*TASK OBJECTIVE*: Please rewrite the records as a numbered list, starting with the line that contains "the woman's lips" and going on through the last line of the records. Leave out any blank lines.

>> BEGIN INFORMATION SUPPLIED

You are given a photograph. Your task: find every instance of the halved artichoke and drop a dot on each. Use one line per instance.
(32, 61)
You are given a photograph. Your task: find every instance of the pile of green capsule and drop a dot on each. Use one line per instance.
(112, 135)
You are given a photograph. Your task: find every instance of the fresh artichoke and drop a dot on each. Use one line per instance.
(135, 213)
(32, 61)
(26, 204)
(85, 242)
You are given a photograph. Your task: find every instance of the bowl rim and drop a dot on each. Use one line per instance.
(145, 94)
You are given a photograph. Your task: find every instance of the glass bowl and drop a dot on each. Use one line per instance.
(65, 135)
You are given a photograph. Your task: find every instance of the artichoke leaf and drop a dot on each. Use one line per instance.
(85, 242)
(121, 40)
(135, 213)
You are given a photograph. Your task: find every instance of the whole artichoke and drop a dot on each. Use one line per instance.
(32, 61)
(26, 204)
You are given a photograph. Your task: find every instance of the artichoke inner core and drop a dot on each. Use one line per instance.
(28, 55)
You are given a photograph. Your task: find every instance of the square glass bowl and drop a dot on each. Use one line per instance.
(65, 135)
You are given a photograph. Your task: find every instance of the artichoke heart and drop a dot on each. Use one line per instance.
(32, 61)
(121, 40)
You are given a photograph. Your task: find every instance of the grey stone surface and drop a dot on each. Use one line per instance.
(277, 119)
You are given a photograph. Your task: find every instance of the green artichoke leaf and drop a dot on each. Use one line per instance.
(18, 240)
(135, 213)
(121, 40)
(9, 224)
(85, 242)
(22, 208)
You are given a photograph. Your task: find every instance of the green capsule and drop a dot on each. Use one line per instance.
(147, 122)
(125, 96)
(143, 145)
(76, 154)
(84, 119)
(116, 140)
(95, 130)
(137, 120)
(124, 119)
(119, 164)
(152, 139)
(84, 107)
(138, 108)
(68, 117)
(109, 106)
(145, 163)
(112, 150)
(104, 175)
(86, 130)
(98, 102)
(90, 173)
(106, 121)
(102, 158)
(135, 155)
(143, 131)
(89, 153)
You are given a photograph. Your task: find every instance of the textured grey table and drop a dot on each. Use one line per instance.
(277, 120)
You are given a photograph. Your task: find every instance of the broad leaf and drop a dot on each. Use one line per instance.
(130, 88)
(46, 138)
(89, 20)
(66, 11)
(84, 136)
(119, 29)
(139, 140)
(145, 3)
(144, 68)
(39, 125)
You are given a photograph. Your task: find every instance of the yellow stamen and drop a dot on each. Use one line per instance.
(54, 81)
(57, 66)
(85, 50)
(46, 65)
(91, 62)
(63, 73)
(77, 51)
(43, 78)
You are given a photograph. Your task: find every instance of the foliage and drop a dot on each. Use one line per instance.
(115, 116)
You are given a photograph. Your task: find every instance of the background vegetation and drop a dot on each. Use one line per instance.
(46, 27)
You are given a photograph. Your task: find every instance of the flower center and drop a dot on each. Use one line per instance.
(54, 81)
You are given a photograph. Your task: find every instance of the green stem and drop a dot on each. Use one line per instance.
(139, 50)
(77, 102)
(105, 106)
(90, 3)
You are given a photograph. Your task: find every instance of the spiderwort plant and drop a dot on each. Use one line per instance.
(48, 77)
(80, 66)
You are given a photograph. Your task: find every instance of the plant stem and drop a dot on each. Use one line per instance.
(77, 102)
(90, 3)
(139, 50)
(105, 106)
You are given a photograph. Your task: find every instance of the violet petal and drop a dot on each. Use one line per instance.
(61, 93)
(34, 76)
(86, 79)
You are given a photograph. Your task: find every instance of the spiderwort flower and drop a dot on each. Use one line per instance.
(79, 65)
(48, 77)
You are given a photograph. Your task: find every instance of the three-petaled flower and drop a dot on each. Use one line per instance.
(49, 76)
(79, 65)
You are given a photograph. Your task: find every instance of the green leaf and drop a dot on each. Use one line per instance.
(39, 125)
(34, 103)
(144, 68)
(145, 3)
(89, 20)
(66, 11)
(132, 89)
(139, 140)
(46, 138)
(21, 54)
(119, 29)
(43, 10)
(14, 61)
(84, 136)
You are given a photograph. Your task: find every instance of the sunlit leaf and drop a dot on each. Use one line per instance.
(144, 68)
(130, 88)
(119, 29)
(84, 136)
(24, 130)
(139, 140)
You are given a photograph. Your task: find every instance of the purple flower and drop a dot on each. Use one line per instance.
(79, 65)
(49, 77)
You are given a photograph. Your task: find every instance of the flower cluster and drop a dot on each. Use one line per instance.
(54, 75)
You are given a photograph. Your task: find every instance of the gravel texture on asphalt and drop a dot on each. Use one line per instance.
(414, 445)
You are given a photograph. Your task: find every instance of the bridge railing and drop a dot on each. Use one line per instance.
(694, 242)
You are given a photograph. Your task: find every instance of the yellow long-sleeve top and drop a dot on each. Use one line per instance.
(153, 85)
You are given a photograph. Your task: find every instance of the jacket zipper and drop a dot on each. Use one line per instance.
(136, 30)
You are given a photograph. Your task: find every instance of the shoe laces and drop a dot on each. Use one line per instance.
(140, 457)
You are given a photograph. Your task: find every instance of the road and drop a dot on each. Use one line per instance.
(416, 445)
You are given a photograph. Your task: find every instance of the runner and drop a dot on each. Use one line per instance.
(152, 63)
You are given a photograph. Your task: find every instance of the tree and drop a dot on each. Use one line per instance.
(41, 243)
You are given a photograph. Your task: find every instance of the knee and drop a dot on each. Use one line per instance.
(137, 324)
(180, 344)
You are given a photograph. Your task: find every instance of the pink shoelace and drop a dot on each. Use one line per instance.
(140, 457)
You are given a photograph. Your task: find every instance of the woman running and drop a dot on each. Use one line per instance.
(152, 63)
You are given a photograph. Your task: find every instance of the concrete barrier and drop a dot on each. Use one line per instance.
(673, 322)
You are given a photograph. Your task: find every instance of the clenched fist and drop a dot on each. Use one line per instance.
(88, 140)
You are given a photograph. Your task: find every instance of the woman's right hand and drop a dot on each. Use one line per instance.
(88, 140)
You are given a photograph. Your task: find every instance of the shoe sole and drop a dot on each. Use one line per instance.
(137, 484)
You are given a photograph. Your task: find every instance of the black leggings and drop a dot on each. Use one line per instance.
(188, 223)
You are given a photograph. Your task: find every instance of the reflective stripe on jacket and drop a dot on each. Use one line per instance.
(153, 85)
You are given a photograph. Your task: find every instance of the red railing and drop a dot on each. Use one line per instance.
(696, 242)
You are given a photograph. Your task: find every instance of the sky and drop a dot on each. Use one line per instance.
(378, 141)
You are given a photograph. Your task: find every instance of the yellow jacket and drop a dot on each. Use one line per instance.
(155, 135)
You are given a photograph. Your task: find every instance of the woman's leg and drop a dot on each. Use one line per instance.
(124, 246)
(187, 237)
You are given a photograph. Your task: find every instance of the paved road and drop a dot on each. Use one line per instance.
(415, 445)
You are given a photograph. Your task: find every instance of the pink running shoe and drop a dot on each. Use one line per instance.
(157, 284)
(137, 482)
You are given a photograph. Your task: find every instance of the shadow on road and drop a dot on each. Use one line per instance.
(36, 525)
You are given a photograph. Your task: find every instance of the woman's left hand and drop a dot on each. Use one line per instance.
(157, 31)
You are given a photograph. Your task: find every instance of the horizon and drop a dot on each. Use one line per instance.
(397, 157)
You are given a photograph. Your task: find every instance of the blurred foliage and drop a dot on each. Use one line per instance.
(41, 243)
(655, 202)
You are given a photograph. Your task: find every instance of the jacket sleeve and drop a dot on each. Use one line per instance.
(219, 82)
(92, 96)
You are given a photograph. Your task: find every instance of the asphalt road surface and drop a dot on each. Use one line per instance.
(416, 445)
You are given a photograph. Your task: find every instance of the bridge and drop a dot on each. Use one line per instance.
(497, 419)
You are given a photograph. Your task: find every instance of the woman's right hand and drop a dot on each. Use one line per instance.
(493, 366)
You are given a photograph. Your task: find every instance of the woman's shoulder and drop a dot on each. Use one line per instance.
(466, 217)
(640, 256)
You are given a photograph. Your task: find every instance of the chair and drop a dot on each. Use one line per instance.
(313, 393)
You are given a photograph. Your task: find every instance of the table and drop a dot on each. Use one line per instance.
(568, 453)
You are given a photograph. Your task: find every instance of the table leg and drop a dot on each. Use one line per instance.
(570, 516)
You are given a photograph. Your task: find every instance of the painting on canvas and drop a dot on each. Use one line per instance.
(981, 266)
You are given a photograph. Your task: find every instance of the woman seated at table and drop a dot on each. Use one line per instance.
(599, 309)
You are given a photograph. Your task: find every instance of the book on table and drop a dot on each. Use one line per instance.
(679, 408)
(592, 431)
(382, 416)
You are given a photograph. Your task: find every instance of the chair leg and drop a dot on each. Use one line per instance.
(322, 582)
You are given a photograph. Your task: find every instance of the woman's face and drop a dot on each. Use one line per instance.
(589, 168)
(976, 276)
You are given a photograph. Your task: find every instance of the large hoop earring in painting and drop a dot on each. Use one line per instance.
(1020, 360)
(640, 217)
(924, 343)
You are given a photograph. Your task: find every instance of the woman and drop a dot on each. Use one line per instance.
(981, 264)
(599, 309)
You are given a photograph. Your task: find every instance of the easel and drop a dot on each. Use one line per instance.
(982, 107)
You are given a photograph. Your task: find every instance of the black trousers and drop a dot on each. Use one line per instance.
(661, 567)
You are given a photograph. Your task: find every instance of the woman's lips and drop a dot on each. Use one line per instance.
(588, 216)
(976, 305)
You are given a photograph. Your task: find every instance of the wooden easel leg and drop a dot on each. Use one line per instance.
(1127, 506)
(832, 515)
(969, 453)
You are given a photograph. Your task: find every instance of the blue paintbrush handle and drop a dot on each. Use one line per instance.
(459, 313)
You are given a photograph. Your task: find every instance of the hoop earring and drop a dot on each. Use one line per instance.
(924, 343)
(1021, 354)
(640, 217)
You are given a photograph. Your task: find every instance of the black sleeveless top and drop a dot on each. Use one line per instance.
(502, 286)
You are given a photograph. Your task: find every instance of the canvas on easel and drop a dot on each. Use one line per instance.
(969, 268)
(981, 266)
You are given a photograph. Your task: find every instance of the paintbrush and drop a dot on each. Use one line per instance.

>> END INFORMATION SUPPLIED

*TASK RESULT*:
1. You are given a photograph. Your task: find every instance of the woman's lips and drop a dot on each. Use one line per instance.
2. (588, 216)
3. (976, 305)
4. You are given a photograph. Your task: find every instance of the wooden easel leg and drop a dot on each. Use one line per instance.
5. (1127, 506)
6. (832, 515)
7. (969, 453)
8. You are given a photograph. Your task: find every instance of the blue paintbrush handle and drop a dot on each. Use one line per instance.
9. (459, 313)
10. You are given a photograph. Your task: find every instance of the hoop earring and drop a dot on each. Use one line per instance.
11. (924, 343)
12. (1021, 354)
13. (640, 217)
14. You are given a photograph. Your task: find every instance of the black sleeveless top and drop a dot on each. Use one line per instance.
15. (502, 286)
16. You are given a photograph. Your task: find every instance of the canvas on easel and drop a dot on each. Use one line per instance.
17. (969, 268)
18. (981, 266)
19. You are given a photograph. Your task: find every instance of the paintbrush and drop a dot on each. Use one line per instance.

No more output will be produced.